== WORK TO BE COMPLETED ==
From the entries below, reproduce exactly the line containing "Target: dark baking tray", the line containing "Target: cloud bank", and every line in between, with nothing added.

== MATERIAL FOR THIS EXERCISE ==
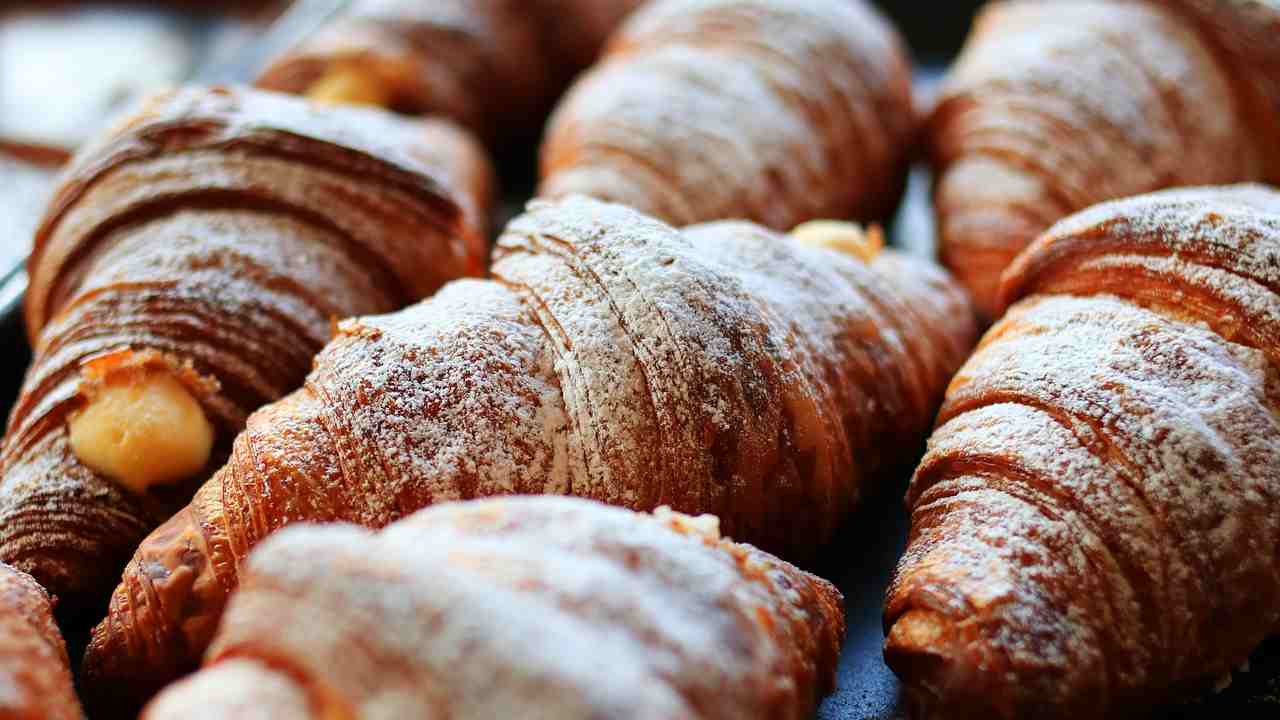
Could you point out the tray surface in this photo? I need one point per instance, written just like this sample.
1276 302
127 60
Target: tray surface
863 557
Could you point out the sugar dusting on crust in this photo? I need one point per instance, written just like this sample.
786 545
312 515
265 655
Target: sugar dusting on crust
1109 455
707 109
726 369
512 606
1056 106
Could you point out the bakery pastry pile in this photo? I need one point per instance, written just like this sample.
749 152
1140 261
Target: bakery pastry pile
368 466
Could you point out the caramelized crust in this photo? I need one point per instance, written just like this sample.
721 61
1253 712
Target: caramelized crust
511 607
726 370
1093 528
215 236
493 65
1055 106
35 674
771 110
==
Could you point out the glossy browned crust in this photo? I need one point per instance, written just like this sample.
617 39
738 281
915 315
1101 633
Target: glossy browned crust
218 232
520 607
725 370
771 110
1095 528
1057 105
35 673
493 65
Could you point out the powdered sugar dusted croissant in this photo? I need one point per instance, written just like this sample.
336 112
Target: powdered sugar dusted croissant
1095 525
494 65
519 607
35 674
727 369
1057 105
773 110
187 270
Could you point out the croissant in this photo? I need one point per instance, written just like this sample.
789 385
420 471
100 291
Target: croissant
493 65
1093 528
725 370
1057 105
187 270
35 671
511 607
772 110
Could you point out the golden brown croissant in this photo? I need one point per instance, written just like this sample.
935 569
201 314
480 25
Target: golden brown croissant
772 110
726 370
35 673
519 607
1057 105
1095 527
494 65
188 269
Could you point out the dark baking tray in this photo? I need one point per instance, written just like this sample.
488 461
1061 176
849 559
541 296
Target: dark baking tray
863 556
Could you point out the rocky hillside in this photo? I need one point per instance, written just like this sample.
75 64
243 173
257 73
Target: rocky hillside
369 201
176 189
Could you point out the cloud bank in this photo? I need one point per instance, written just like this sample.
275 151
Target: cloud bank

== RESPONSE BOX ==
Target: dark baking tray
863 556
Could you point out the rocky hillside in this photo? I need one point per instance, written just like this sample.
75 64
243 173
257 73
Target: rocky hillside
369 201
176 189
Could you point out the cloud bank in this photo? I need one point per instance, written just like this sample.
275 151
Target: cloud bank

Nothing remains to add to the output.